__MATERIAL FOR THE TASK__

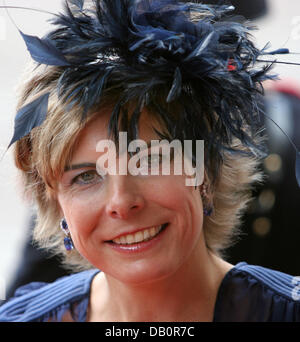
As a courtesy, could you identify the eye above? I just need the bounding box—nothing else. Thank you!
[71,170,103,185]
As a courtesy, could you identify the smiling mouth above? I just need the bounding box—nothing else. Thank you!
[107,223,169,245]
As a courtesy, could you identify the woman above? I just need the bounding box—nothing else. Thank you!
[0,0,300,321]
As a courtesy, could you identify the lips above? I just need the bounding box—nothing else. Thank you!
[108,223,168,246]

__WHAT IS NEEDED__
Reproduce the listing above line for line, keeping every bounding box, and omit the picture.

__SOLUTION TO THIS EXERCISE__
As a courtesy, could you identify the eye above? I just need the bounding box—nothing else. Thank you!
[71,170,103,185]
As a courtesy, could you identify the smiling mouth above? I just need the bounding box—nothing else. Thank you!
[107,223,169,245]
As a courtesy, could you identify the woman above? I just need the bounding box—nothing else. Thank you!
[0,0,300,321]
As a courtesy, could you identify the lips above? I just need the bounding box—nothing else. Thank you!
[108,223,168,246]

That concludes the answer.